- Material
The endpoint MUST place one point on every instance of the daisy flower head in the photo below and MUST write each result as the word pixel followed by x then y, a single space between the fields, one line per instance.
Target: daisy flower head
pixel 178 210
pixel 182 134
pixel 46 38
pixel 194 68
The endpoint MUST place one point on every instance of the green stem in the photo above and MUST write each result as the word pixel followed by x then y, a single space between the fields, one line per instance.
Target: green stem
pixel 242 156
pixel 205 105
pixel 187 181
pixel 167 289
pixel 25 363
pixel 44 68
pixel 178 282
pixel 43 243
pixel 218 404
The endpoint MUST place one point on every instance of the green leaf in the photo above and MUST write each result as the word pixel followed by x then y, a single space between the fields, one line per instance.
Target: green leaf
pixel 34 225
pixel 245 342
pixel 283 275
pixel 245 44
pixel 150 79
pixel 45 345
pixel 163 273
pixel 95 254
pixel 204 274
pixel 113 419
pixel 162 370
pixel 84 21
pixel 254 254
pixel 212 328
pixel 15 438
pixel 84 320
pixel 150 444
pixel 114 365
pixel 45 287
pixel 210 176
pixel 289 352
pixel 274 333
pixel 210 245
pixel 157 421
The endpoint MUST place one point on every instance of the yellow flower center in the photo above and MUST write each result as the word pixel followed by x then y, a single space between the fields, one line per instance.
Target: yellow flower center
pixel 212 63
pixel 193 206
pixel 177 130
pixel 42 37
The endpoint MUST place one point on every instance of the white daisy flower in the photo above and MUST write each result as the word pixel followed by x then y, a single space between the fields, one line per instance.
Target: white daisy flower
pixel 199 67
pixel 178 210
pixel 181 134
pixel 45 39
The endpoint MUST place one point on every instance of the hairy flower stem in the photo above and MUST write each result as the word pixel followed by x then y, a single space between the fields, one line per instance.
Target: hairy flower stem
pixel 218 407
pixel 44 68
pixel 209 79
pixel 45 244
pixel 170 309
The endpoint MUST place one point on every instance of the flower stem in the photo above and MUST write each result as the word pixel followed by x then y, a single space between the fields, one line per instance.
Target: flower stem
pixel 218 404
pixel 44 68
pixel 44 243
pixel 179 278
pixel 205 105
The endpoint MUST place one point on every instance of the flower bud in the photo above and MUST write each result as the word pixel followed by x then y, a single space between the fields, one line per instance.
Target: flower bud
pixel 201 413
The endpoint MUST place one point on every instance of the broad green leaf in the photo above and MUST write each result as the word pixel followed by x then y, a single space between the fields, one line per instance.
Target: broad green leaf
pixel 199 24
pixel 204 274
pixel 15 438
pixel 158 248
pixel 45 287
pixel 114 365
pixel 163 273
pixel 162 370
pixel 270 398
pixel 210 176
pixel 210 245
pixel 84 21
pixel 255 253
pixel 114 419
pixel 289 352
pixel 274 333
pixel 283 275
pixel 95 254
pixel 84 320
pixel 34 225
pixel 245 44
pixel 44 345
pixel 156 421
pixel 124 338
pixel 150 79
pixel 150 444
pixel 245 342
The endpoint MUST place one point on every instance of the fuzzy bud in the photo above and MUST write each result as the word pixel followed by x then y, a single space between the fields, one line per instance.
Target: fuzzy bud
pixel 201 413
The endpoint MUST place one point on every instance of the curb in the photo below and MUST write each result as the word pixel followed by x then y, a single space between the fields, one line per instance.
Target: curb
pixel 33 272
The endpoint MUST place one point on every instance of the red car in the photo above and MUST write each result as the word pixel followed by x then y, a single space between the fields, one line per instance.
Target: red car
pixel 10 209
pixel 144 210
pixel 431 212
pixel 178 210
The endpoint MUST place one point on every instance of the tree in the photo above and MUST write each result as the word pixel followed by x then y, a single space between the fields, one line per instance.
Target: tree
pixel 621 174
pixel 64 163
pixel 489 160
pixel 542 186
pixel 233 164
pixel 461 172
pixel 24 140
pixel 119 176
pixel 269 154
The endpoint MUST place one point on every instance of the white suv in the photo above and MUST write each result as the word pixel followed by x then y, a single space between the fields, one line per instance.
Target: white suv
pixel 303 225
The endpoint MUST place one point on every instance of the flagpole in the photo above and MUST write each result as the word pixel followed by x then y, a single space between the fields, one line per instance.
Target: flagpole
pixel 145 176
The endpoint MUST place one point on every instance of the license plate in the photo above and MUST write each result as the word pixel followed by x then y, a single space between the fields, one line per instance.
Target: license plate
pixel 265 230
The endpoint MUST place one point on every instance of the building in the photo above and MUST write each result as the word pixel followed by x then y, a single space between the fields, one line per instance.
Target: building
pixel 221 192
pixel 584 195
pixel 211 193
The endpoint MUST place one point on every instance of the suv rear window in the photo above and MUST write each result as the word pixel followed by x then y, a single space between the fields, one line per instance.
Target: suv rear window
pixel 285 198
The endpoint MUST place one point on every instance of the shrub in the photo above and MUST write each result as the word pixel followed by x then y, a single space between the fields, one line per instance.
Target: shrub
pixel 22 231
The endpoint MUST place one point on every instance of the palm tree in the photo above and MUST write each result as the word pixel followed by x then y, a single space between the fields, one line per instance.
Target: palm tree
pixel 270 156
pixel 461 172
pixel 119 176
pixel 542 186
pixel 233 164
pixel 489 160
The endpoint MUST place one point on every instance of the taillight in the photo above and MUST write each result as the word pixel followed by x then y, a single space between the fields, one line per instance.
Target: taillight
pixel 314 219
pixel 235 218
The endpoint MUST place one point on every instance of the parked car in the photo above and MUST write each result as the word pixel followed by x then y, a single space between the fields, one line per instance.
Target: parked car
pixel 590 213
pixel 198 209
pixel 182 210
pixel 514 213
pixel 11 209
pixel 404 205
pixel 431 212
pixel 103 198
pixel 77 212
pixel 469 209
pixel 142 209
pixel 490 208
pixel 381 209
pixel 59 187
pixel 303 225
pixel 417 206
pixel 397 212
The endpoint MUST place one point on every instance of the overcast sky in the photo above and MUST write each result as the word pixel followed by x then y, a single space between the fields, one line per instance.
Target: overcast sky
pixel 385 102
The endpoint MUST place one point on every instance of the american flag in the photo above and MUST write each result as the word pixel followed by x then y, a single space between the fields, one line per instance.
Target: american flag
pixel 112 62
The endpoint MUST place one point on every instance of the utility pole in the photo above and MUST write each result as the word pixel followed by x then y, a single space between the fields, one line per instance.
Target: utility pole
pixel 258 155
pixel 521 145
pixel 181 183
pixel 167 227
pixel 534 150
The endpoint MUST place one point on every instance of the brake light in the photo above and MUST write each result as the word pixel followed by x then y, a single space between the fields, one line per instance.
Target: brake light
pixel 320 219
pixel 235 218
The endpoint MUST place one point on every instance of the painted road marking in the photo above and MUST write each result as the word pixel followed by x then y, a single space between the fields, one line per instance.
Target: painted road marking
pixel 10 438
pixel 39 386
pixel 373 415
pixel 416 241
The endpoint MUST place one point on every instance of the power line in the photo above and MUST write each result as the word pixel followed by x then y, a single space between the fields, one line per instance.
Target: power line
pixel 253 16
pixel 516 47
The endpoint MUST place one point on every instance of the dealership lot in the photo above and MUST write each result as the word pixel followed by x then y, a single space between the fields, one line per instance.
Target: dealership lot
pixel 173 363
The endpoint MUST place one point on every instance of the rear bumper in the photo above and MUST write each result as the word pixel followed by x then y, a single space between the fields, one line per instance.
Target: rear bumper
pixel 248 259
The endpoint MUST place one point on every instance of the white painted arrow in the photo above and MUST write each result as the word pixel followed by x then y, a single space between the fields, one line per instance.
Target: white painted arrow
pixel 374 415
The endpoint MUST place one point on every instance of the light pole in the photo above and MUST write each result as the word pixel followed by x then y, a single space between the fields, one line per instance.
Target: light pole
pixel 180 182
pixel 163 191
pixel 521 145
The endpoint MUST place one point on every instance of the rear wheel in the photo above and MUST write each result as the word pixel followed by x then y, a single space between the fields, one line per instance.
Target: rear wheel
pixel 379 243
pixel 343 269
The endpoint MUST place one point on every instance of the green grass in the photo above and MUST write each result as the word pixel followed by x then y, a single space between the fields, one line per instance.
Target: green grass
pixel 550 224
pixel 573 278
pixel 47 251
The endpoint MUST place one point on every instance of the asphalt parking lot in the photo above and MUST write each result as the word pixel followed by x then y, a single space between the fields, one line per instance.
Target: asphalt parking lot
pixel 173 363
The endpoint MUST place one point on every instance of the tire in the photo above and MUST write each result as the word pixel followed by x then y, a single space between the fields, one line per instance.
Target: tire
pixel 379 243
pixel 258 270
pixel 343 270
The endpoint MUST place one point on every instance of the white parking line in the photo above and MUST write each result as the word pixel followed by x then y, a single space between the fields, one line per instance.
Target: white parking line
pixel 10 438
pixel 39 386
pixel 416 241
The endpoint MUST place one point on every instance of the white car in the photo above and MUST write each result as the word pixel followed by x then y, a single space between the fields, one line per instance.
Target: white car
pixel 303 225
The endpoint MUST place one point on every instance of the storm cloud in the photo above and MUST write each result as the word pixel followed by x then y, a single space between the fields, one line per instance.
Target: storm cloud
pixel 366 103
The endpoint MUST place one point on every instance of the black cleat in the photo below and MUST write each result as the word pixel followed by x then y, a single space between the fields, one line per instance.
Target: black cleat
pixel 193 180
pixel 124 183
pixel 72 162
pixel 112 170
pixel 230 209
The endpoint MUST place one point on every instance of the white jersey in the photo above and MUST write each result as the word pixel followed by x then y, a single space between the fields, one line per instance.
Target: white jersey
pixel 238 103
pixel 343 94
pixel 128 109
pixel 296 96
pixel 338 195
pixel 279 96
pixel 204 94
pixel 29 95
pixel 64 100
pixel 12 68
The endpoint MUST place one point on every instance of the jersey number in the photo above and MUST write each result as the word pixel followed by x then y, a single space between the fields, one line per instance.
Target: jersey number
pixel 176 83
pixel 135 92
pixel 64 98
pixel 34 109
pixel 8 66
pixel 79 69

- What is needed
Output the records above verbatim, the stretch from the line containing "the suv rear" through the line containing "pixel 285 198", both included.

- Complete output
The endpoint MUST place one point on every instance of the suv rear window in the photo above and MUST write each result as the word pixel followed by x then y, a single space between the fields, one line per instance.
Target: suv rear window
pixel 285 198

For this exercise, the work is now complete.